What needs to be done: Your copy should begin at the line containing "of the downspout" and end at the last line of the records; transcribe those lines exactly and leave out every picture.

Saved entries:
---------------
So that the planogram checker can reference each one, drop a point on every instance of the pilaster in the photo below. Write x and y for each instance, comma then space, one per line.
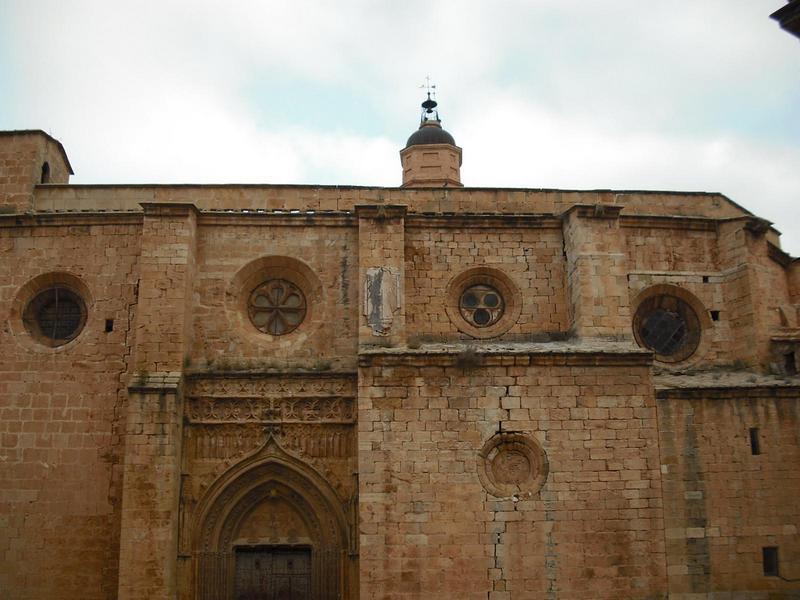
151, 483
597, 268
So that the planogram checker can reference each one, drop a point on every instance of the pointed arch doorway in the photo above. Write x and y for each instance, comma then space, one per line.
272, 528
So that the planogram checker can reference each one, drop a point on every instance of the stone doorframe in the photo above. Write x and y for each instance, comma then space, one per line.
238, 491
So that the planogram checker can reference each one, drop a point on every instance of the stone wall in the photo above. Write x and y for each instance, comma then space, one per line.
429, 527
722, 502
62, 411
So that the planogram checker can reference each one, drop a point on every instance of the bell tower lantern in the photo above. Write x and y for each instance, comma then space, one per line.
431, 157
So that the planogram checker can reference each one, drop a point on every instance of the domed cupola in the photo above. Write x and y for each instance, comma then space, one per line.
431, 157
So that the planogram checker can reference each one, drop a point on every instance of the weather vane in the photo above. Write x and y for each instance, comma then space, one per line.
429, 106
431, 88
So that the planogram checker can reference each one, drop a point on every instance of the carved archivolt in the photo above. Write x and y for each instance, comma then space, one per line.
270, 475
272, 387
271, 410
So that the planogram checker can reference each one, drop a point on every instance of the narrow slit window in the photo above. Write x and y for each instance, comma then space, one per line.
789, 363
755, 446
770, 560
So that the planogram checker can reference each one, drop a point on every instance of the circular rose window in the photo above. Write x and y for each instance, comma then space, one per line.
481, 305
668, 326
55, 315
277, 307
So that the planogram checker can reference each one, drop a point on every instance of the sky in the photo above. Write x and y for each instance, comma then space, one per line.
576, 94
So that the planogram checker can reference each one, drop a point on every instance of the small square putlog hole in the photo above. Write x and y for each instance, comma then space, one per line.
770, 560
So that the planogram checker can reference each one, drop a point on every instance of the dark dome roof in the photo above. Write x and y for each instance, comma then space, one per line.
430, 133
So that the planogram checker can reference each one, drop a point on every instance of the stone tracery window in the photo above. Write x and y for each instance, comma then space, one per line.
277, 307
55, 315
481, 305
668, 326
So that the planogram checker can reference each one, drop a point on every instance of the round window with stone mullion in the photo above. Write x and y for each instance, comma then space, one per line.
668, 326
277, 307
55, 315
481, 305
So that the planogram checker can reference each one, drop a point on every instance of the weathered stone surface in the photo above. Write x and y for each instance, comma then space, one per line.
171, 436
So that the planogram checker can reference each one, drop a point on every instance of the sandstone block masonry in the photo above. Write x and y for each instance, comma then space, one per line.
391, 393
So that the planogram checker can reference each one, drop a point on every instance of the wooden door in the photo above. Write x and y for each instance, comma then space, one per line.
265, 573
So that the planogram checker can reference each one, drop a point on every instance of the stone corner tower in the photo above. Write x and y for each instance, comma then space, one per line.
431, 157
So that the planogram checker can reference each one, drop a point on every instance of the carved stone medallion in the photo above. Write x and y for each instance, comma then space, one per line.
512, 464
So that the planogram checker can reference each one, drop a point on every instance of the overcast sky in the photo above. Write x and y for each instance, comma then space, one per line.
578, 94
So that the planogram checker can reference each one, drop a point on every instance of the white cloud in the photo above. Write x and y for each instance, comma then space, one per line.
567, 93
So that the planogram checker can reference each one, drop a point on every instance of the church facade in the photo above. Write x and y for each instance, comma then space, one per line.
429, 391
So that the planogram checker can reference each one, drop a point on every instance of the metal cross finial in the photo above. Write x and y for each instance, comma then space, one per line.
431, 88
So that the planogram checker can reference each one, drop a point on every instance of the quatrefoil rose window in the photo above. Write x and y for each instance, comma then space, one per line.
481, 305
277, 307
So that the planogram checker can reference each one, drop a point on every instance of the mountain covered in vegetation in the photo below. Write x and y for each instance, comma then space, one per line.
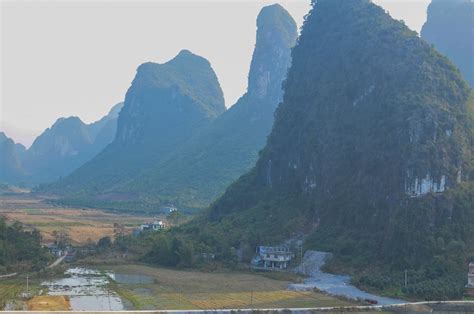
450, 28
370, 156
200, 170
11, 169
165, 105
66, 145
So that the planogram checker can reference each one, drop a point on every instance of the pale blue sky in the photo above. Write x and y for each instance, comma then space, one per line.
63, 58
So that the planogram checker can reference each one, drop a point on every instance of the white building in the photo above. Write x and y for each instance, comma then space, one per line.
156, 225
470, 276
273, 257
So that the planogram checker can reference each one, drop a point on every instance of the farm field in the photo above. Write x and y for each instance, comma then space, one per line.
81, 225
186, 290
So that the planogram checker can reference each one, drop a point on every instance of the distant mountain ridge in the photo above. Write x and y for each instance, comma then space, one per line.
202, 168
60, 149
165, 105
10, 163
371, 156
450, 28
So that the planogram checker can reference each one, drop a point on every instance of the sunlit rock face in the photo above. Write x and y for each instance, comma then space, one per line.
371, 115
418, 187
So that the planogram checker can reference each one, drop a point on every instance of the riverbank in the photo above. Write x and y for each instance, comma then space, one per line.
336, 285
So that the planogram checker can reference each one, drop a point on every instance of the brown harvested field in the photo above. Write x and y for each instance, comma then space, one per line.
81, 225
48, 303
193, 290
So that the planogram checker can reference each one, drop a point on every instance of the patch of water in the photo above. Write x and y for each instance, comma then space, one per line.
337, 285
87, 290
131, 279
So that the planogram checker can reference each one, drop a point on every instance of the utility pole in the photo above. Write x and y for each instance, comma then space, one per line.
406, 278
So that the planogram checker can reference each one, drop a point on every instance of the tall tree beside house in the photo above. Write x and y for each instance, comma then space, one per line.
450, 28
371, 156
20, 250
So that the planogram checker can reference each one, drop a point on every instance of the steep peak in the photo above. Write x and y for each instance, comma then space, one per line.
115, 110
275, 18
276, 34
187, 73
4, 138
72, 120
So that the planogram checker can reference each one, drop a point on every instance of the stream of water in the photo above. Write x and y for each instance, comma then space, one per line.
337, 285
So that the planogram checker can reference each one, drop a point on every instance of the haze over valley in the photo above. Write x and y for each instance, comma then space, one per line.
341, 176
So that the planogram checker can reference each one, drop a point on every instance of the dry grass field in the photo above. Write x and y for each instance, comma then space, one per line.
81, 225
48, 303
187, 290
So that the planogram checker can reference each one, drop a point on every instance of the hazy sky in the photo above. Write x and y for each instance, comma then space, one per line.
63, 58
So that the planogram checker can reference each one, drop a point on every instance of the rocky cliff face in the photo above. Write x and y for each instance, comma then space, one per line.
168, 101
65, 146
205, 165
10, 164
165, 105
450, 28
370, 154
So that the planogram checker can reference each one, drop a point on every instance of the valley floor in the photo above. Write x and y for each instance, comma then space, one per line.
194, 290
81, 225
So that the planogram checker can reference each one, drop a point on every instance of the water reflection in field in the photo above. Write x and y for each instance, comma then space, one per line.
87, 290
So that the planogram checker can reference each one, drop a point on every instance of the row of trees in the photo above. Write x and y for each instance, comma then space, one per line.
20, 249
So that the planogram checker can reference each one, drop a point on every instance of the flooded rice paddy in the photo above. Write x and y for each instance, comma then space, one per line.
88, 289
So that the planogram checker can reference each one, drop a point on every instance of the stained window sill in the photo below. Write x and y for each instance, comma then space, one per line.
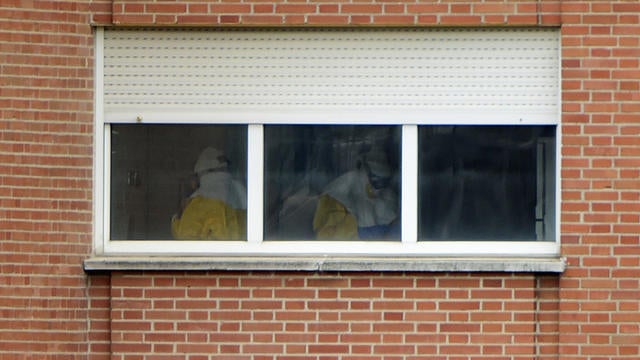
327, 264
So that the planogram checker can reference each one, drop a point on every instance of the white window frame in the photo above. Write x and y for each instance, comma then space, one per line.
409, 246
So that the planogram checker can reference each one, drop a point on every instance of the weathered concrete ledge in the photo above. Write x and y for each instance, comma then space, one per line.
325, 264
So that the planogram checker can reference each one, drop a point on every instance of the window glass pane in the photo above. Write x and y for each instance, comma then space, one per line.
487, 183
178, 182
332, 182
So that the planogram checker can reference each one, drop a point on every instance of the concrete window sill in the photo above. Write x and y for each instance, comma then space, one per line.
326, 264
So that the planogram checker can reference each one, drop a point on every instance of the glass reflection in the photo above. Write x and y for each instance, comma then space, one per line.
183, 182
487, 183
332, 182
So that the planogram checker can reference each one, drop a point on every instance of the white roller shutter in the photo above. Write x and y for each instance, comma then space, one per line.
331, 75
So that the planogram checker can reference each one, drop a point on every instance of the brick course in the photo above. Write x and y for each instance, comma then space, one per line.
49, 308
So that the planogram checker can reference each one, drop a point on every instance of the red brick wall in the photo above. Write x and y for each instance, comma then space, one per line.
45, 177
600, 292
50, 309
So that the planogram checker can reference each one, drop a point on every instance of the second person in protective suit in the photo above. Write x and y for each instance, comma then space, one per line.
217, 209
360, 204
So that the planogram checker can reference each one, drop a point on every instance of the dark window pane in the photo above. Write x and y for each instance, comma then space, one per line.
156, 193
332, 182
487, 183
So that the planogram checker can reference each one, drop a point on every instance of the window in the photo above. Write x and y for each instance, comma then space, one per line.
351, 142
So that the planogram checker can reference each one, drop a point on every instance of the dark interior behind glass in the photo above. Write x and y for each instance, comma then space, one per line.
487, 183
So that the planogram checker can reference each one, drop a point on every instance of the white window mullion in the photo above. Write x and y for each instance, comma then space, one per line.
409, 190
255, 183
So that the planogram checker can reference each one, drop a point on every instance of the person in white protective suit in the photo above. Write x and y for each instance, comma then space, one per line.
216, 210
359, 204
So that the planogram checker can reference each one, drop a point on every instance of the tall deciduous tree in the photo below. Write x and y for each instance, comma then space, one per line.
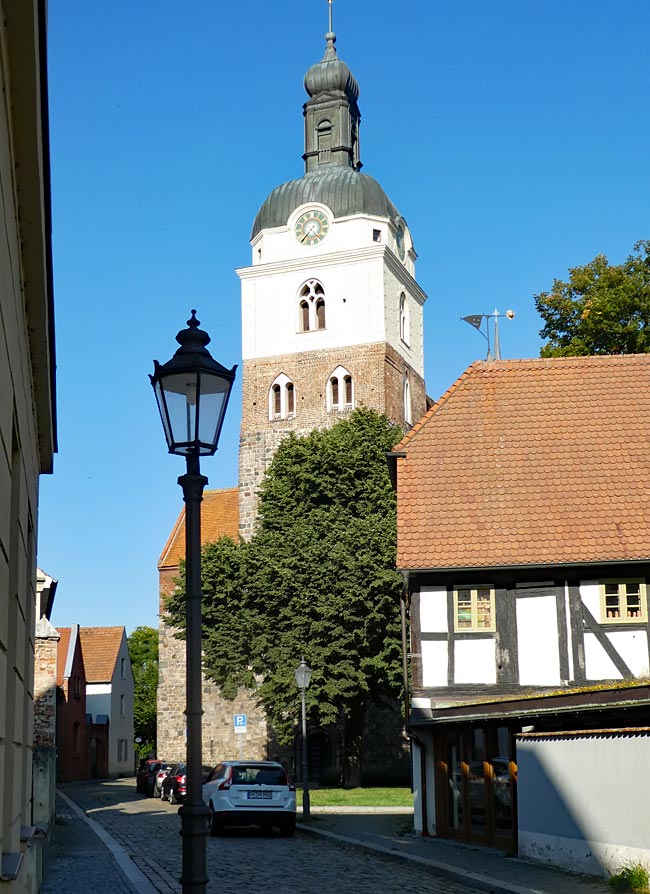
143, 651
602, 309
317, 579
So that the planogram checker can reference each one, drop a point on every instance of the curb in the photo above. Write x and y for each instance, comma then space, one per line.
484, 882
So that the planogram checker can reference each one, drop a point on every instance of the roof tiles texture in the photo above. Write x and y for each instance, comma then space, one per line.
219, 518
100, 647
528, 462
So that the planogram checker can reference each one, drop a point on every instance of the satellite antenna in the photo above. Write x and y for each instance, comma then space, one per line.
476, 320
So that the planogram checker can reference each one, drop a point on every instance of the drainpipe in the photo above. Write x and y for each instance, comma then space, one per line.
407, 707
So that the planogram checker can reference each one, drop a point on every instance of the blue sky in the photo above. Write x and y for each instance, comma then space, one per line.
512, 136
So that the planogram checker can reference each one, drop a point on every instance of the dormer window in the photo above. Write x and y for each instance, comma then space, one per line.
282, 399
311, 308
340, 391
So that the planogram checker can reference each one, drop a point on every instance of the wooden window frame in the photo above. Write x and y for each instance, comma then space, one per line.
474, 628
640, 618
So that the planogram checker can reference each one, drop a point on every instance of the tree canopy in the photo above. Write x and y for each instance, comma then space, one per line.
317, 579
143, 651
603, 308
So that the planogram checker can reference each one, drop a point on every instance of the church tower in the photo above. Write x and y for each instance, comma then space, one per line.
332, 316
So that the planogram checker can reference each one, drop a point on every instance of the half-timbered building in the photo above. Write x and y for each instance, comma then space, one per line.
524, 541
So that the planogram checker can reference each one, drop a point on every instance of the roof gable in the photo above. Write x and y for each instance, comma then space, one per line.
100, 647
219, 518
528, 462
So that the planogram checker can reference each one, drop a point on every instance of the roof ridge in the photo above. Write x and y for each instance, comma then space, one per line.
455, 386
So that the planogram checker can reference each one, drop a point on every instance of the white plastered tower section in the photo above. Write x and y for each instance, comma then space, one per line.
332, 316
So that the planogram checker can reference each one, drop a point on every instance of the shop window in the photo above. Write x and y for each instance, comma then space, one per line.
474, 609
623, 601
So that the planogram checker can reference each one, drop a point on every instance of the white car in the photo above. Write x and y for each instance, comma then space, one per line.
245, 793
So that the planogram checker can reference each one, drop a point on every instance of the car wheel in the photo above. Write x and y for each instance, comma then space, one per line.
288, 827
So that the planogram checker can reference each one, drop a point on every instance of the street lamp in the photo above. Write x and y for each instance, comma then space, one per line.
192, 392
303, 676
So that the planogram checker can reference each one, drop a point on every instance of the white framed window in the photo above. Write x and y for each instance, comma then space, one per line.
474, 609
404, 320
340, 390
282, 399
623, 601
311, 306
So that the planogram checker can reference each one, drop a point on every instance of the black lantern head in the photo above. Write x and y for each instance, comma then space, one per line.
192, 391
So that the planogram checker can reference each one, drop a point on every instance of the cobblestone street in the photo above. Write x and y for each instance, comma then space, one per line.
245, 861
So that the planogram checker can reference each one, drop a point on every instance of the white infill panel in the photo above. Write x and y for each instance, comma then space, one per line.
433, 610
475, 661
537, 637
434, 663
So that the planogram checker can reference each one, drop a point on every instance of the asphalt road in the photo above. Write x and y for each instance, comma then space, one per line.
241, 862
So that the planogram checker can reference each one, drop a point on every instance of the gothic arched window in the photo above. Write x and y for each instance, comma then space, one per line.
408, 411
282, 399
311, 306
404, 324
340, 391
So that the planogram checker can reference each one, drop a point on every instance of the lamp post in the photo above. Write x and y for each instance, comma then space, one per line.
192, 392
303, 676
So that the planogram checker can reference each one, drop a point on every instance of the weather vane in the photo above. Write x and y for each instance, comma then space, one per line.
476, 320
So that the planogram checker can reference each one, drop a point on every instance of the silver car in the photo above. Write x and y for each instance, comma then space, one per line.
245, 793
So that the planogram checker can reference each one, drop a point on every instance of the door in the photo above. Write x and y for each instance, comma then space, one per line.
475, 785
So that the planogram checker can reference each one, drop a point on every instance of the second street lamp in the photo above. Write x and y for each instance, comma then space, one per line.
192, 391
303, 677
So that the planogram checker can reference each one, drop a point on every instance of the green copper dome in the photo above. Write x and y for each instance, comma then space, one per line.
344, 191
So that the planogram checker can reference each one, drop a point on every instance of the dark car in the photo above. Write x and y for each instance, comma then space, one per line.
174, 785
145, 780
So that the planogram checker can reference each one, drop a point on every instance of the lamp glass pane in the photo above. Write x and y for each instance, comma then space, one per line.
214, 392
180, 398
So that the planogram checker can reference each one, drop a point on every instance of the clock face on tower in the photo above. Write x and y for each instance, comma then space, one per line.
311, 227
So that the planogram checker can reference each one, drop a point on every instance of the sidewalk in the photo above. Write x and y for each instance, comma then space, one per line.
390, 832
80, 858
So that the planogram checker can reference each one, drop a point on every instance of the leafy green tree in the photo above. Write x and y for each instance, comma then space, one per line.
317, 579
143, 651
602, 309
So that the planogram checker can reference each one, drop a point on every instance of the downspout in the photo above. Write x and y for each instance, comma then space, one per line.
407, 706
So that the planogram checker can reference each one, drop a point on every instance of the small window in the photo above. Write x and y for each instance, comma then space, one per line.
282, 399
311, 306
473, 609
408, 411
347, 380
334, 384
623, 601
404, 325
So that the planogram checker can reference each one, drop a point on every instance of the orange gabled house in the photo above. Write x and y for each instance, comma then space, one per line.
523, 534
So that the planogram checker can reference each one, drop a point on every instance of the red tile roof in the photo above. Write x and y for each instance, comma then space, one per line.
527, 462
100, 647
219, 518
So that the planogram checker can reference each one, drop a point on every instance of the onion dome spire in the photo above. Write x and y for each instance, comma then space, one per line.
332, 115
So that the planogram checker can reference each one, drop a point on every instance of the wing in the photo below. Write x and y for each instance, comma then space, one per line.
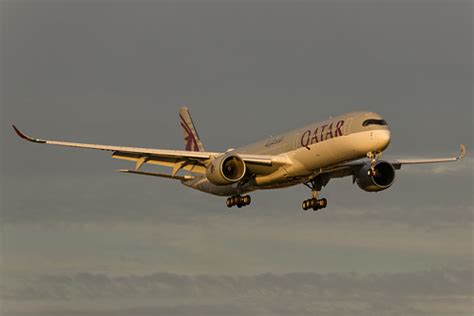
350, 168
193, 161
398, 163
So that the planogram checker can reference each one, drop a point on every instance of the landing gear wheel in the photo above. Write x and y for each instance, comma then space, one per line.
238, 201
315, 185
---------------
Written reply:
So that the planogram checker can reference each one, drop a point on every instance of the downspout in the photo above. Write x and y for each instance, comma then space, one per line.
407, 706
So that the planogram checker can reference each one, drop a point on every instance of the small window in the photo above. Write x and y for each instance, comma then space, one per line.
282, 399
311, 306
473, 609
408, 411
347, 380
334, 384
623, 601
404, 325
So that the planogram checker can reference each one, drop a point on every instance of the orange gabled house in the photo above. Write x and y for each instance, comma then space, one per line.
523, 534
So that the planogram checker can reference each one, drop a point on every instance of the red tile roof in the photo above. Write x and y for each instance, comma then space, one per line.
527, 462
100, 647
219, 518
So that the planogram checker can reference each one, drop a point on every instance of the onion dome spire in the photo above. Write x and y for each instance, comma then space, one per line.
332, 115
So that the planogram checker can reference each one, drop a point on every instance of the wing in the photo below. Write x and y for each instance, comma then space, one per line.
350, 168
193, 161
398, 163
So that the planogram checker can reference each one, drop a point on every instance of the landing gear wheel in the photo above. Write x and y for each instance, comma then space, one per line.
238, 201
315, 185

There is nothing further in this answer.